*Provided text:*
# # # # # # #

Week 13

 Hello! This week I am learning about Multivariate graphs, and Maps.

Multivariate graphs

Similar to bivariate graphs, multivariate graphs are used to display 3 or more variables. The two most common ways to show the relationship between variables is grouping and faceting.

Grouping

Grouping lets you plot data for several groups on a single graph. The values of the first two variables are mapped to the x and y axis. The other variables are mapped according to color, shape, size, and other visual characteristics.

This chapter in the book uses the salaries dataset that shows the relationship between years since receiving a Ph. D and salary. There are several options you can change. For example, you can change the shape of the elements representing the sex of the professors, and different colors to show what their job title was. You can even change the size of the elements. In the picture of the graph below, the element size represents years they have been working: 

You can also add best fit lines to graphs to better show the relationship between variables:

Another method is using faceting. Faceting creates several small graphs, one for each level of a third variable, or combination of variables. Using the facet_wrap function, you can create a separate graph for each level of job rank for the Salaries dataset. The ncol option controls the number of columns. You can also customize the graph using the function facet_grid, which assigned a certain variable to the rows, and another variable to the columns, like the graph below:

You can also combine faceting and grouping graphs together, and customize several variables from color, element shape, etc. This is pretty much done the same as the previous chapters, except you need to use the facet_ function to customize certain options such as the columns and rows, etc. This chapter was pretty brief, so that's it for Multivariate graphs! Chapter 6 is about Maps.

# # # # # # #

*Available data:*
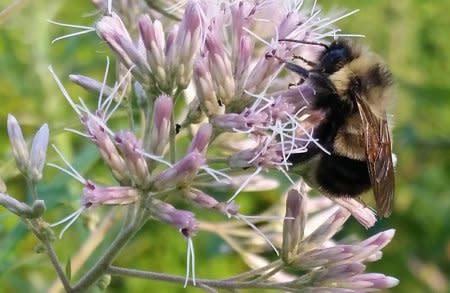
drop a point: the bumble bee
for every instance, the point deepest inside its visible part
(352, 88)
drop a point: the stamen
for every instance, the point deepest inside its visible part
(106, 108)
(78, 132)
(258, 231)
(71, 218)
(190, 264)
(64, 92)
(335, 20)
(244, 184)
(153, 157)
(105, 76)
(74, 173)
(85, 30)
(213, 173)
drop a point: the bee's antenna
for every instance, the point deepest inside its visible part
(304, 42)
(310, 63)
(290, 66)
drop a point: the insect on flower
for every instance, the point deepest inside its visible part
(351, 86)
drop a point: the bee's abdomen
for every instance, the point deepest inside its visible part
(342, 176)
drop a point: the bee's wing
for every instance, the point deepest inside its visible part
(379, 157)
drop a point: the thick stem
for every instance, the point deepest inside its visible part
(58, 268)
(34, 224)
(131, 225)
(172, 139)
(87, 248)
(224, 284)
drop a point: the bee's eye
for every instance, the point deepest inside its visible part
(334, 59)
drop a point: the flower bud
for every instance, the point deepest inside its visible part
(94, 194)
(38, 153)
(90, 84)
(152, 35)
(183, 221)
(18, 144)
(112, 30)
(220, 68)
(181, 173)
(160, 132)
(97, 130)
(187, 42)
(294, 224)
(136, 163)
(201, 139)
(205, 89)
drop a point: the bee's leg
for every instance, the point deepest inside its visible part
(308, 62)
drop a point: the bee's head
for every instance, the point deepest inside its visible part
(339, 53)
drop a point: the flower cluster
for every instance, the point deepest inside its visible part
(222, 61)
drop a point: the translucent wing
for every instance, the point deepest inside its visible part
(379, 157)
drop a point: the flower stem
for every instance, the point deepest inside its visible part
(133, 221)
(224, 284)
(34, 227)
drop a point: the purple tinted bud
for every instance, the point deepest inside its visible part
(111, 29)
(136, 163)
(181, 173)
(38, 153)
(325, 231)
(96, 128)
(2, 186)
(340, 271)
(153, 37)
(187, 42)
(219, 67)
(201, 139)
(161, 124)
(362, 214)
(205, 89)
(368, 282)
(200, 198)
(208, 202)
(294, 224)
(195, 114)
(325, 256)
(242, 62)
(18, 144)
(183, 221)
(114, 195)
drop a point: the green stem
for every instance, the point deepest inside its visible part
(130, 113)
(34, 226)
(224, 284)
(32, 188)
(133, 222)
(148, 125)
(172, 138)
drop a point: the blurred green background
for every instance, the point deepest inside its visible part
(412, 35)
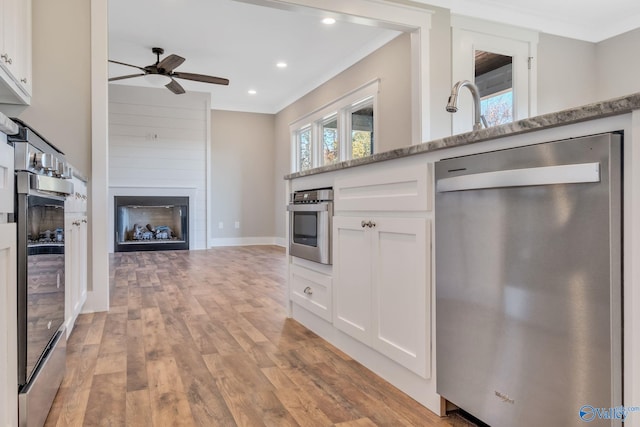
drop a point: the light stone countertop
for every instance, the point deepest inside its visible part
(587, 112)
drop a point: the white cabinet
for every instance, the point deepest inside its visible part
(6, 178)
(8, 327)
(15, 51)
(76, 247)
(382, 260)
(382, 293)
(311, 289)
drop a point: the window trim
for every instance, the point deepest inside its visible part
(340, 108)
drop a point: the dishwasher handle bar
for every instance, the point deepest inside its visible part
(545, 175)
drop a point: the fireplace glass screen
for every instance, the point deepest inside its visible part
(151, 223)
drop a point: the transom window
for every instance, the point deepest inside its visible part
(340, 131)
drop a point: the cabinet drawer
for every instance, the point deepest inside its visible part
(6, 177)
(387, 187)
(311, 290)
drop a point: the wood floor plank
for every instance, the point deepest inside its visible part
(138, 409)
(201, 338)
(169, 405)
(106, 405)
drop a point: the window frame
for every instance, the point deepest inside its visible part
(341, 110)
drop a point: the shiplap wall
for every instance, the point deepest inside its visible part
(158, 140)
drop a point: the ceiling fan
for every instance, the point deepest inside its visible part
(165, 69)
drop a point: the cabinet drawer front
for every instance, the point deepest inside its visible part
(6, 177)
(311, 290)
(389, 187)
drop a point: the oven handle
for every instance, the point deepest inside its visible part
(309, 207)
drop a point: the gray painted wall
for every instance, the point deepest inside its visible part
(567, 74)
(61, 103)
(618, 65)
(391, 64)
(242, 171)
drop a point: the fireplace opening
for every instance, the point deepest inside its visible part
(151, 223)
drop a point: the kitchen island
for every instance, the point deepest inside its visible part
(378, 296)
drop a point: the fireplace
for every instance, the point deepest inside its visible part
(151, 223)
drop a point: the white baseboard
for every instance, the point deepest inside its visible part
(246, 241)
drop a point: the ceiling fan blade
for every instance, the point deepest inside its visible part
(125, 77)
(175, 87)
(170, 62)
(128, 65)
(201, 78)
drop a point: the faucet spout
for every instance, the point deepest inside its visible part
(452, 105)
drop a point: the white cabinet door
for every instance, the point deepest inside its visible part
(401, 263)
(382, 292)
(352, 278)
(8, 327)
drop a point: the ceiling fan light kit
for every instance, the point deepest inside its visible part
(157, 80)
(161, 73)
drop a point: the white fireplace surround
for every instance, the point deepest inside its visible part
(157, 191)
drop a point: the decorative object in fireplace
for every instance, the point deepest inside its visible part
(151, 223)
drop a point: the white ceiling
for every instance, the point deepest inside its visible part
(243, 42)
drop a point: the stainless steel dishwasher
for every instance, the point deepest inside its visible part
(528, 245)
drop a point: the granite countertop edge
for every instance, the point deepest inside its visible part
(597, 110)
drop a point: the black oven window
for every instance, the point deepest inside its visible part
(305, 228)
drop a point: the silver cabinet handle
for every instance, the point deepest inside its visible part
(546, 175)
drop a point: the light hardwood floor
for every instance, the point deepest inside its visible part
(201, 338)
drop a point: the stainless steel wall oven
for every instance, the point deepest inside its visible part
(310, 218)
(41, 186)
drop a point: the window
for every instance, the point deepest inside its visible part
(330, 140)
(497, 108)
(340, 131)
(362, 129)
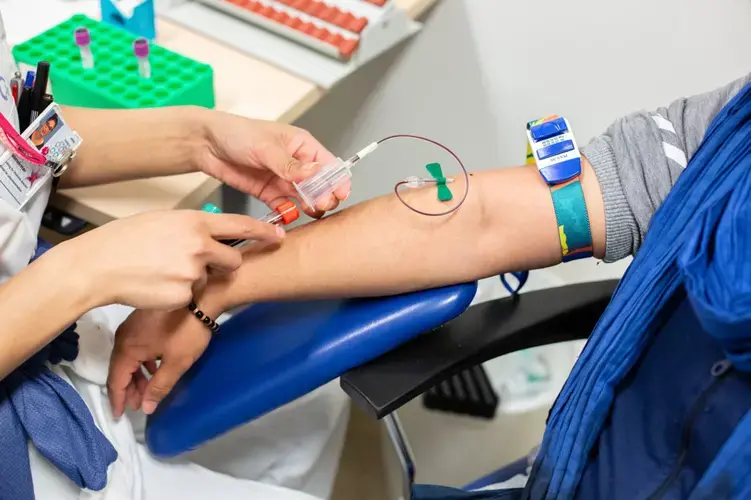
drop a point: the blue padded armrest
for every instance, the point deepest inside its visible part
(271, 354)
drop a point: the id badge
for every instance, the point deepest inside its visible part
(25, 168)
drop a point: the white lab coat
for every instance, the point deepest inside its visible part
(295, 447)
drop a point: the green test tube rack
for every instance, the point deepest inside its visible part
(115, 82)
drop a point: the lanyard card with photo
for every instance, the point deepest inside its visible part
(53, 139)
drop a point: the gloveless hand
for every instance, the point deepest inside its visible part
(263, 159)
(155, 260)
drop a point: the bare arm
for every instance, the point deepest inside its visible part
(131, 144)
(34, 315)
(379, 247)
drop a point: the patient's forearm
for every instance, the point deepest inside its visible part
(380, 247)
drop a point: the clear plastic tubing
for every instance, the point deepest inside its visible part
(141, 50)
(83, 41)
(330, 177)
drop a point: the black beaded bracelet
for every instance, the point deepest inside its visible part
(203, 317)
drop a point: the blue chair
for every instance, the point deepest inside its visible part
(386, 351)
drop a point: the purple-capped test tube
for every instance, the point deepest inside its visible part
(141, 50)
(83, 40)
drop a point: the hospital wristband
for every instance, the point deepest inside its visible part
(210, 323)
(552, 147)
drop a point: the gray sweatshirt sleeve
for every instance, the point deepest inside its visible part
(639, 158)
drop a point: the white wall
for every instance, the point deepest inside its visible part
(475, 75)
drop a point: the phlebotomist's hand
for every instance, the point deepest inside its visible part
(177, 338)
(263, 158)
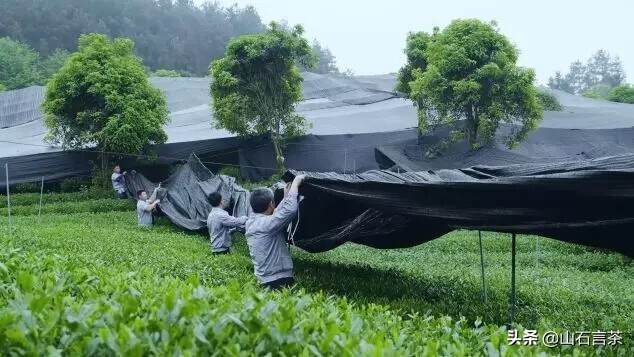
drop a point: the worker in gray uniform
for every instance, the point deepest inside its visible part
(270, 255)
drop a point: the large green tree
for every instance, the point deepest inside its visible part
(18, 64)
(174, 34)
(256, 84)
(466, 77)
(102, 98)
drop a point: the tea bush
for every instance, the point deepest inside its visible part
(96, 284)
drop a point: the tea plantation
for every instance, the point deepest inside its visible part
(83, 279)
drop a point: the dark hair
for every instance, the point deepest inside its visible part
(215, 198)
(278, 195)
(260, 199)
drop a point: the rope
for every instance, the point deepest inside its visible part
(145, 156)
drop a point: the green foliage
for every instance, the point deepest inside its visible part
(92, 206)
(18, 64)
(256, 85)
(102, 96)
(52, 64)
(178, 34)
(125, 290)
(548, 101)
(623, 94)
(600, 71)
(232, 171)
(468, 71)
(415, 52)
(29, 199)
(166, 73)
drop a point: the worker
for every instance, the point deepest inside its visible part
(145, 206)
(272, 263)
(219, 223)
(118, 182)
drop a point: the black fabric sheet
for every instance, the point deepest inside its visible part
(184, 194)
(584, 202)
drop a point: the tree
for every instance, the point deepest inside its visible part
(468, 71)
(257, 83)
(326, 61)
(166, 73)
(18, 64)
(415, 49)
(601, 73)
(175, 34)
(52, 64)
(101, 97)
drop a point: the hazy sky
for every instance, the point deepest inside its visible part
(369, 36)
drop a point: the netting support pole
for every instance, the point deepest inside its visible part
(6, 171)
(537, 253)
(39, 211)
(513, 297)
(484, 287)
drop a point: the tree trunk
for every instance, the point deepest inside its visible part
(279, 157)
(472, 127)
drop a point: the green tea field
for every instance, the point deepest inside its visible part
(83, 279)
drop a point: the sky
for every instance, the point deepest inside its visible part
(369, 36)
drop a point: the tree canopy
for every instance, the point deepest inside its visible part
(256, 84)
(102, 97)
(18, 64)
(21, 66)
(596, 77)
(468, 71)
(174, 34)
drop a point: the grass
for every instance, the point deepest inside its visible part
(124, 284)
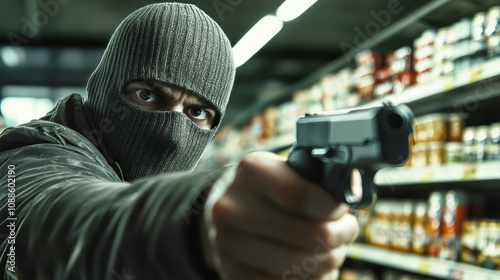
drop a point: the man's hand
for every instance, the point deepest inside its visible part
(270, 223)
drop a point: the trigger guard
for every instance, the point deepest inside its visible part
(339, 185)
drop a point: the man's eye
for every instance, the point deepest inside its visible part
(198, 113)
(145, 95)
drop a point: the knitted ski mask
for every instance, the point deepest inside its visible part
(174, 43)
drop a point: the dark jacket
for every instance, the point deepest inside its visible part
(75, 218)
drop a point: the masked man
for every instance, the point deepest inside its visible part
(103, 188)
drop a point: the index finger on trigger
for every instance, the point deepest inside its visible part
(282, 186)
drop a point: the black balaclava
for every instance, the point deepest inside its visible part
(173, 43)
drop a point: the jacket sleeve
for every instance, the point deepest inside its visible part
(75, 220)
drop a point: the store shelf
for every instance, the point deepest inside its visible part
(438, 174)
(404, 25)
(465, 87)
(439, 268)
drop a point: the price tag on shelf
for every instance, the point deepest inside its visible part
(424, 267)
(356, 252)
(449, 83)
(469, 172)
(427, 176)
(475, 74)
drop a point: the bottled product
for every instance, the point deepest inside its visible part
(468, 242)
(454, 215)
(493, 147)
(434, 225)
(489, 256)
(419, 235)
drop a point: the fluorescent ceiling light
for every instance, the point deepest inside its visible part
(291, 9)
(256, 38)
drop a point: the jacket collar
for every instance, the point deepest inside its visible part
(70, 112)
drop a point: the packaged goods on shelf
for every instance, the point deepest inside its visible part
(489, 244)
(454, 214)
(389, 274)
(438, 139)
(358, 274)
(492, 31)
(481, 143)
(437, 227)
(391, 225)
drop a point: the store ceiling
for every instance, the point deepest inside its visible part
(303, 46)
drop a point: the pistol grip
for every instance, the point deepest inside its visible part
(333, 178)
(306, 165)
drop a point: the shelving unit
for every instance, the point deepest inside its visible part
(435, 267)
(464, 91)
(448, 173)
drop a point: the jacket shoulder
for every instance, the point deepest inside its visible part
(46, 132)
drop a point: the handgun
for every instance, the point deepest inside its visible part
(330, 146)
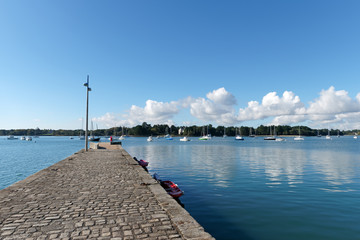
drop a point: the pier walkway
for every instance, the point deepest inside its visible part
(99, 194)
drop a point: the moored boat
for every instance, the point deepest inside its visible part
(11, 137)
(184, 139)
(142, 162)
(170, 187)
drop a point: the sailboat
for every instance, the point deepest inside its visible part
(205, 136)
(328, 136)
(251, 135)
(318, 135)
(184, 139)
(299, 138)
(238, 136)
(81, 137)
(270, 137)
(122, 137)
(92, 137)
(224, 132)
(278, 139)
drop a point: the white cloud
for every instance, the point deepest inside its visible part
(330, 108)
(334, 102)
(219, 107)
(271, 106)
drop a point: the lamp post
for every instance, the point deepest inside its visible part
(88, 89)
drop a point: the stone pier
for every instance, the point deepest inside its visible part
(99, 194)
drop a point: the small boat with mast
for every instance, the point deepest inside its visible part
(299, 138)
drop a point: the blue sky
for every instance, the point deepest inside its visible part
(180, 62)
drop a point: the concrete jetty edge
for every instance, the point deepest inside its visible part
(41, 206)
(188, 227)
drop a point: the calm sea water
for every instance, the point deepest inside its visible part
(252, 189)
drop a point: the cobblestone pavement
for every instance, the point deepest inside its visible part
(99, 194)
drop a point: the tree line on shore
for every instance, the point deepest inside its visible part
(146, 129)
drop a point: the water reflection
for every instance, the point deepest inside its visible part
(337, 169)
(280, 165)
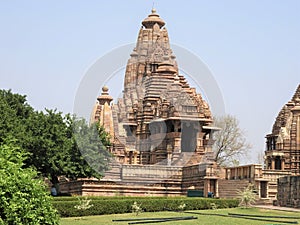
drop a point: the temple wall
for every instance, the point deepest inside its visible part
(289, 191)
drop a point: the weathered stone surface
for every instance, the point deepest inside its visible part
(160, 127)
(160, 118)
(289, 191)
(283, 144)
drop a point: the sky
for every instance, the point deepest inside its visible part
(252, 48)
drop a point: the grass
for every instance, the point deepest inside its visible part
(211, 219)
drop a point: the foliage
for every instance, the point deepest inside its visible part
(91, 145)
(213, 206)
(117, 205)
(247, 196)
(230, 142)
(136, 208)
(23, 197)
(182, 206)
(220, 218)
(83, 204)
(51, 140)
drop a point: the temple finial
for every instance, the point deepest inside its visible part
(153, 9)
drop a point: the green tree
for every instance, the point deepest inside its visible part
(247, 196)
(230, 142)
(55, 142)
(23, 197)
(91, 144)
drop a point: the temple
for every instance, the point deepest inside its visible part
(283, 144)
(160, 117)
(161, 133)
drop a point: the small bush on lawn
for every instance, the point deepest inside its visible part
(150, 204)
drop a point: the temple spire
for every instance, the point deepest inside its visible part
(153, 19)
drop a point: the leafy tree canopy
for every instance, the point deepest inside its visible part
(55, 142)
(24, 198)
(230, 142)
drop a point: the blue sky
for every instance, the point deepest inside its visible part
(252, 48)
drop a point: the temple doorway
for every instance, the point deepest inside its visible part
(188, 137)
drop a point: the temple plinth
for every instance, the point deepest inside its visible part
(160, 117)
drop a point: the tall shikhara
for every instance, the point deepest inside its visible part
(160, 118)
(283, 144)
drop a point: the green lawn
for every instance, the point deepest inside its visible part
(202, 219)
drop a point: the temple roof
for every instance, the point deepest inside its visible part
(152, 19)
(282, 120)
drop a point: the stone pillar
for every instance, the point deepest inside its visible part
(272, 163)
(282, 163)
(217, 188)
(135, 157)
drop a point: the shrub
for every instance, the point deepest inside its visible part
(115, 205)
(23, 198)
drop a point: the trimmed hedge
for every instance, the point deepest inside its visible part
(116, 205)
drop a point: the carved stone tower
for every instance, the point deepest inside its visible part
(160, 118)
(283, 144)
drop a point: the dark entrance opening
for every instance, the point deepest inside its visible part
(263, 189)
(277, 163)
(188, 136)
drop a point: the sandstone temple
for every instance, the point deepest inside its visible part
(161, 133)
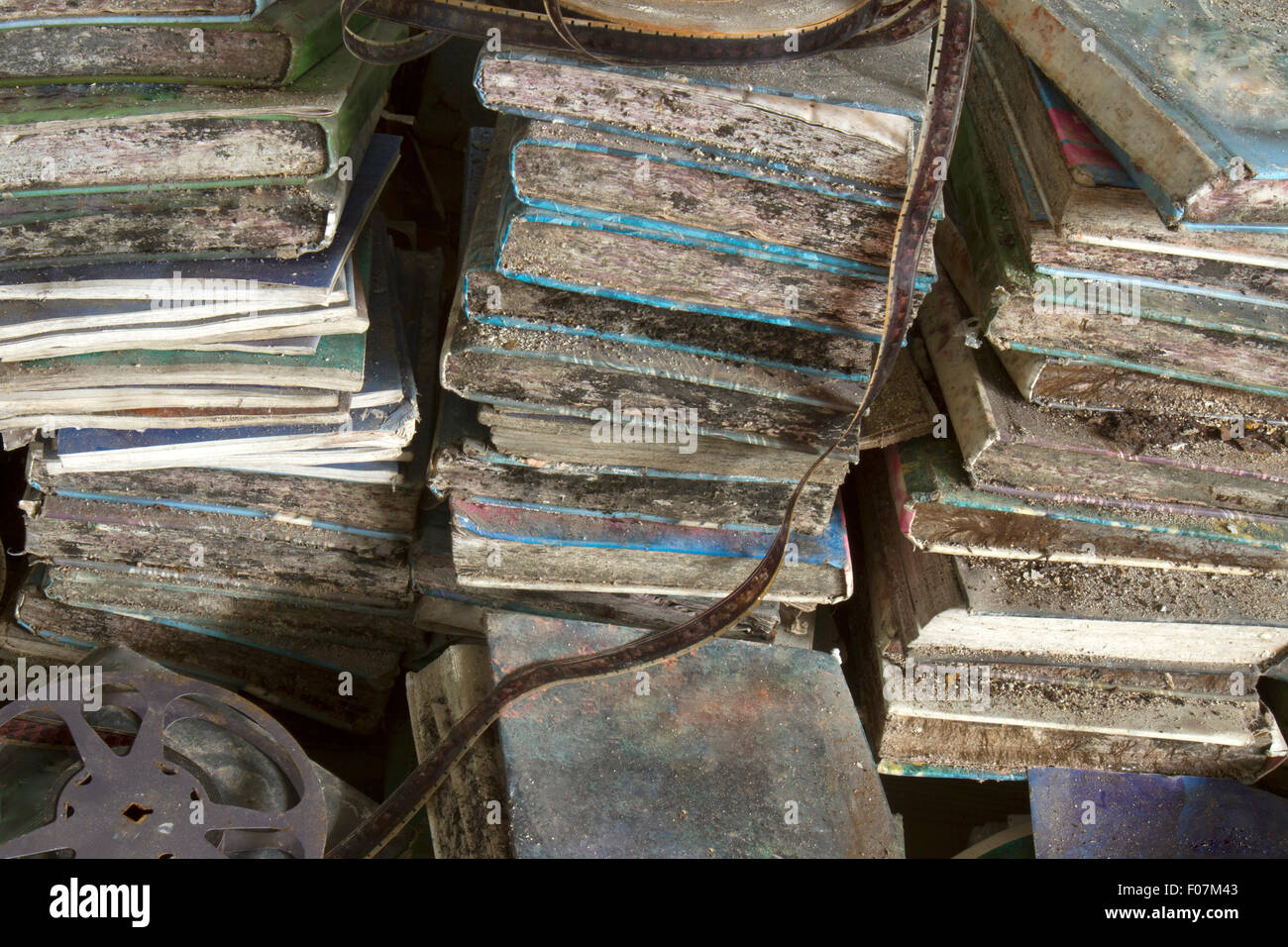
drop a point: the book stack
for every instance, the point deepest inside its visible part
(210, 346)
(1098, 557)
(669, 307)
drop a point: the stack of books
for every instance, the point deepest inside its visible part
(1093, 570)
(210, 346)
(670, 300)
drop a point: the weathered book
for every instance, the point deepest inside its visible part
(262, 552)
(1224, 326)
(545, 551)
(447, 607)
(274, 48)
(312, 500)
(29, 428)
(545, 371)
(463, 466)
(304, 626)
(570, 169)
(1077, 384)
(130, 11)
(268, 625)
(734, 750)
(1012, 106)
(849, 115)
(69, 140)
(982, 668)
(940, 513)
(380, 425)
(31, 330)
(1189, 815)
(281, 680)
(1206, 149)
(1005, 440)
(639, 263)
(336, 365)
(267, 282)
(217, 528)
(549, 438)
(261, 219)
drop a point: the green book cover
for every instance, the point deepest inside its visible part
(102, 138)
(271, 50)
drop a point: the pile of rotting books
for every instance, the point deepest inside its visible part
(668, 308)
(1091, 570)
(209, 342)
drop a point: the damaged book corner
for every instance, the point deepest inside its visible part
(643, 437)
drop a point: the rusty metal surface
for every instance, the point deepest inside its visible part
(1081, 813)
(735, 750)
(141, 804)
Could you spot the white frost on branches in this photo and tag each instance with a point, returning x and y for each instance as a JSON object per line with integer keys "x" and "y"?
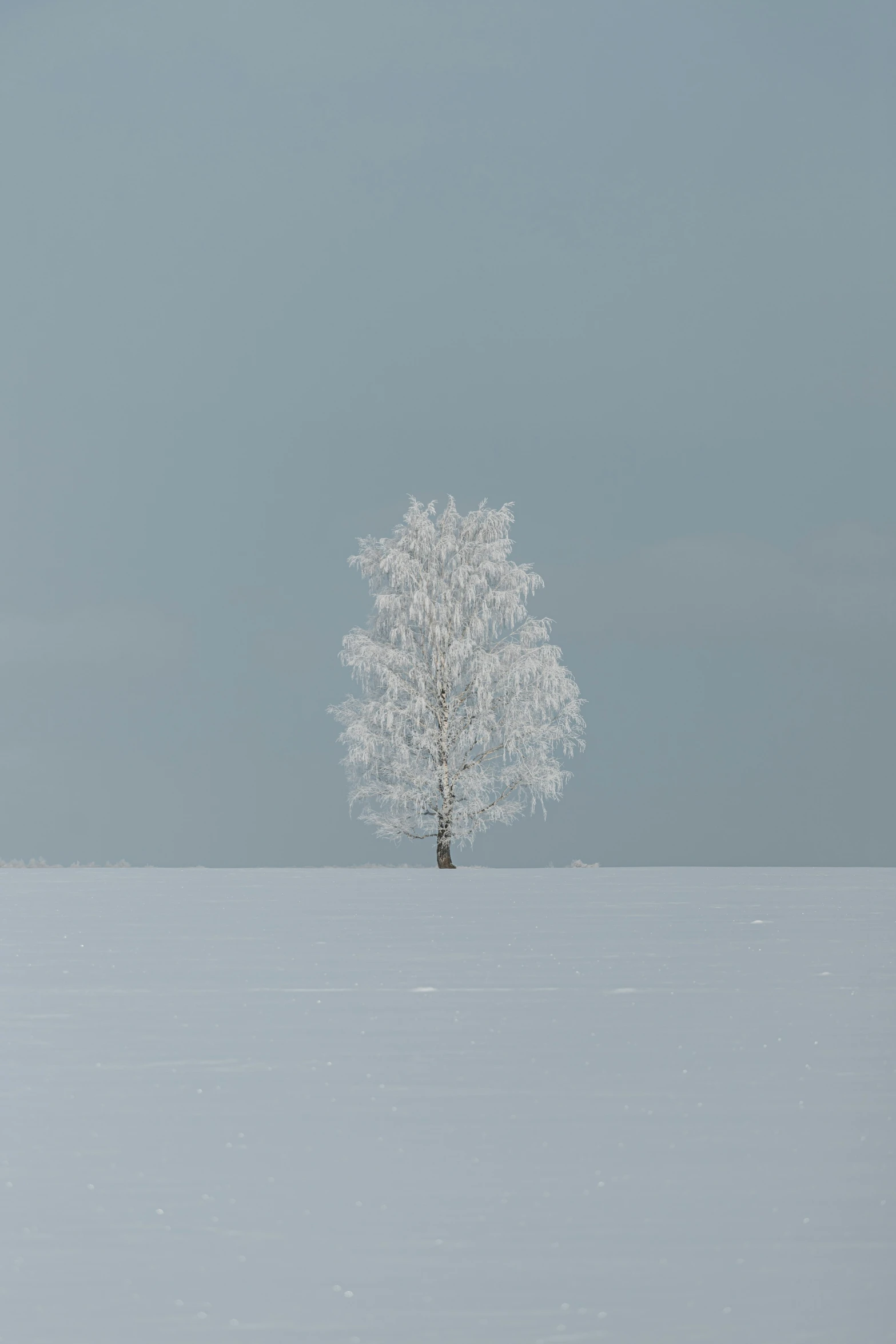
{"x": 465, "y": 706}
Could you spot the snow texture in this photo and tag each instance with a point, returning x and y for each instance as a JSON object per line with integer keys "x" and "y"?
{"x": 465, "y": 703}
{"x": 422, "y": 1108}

# # # # # # #

*Problems to work on:*
1. Answer these questions about the text on multivariate graphs:
(a) What are the two most common ways to show the relationship between variables?
(b) When grouping, what are the values of the first two variables mapped to?
(c) What does the ncol option control?
2. Rewrite the stretch of the text on multivariate graphs from "Hello! This week" through "grouping and faceting.", putting "two-variable" in place of "bivariate".

*Solution set:*
1.
(a) Grouping and faceting.
(b) The x and y axis.
(c) The number of columns.

2.
Hello! This week I am learning about Multivariate graphs, and Maps.

Multivariate graphs

Similar to two-variable graphs, multivariate graphs are used to display 3 or more variables. The two most common ways to show the relationship between variables is grouping and faceting.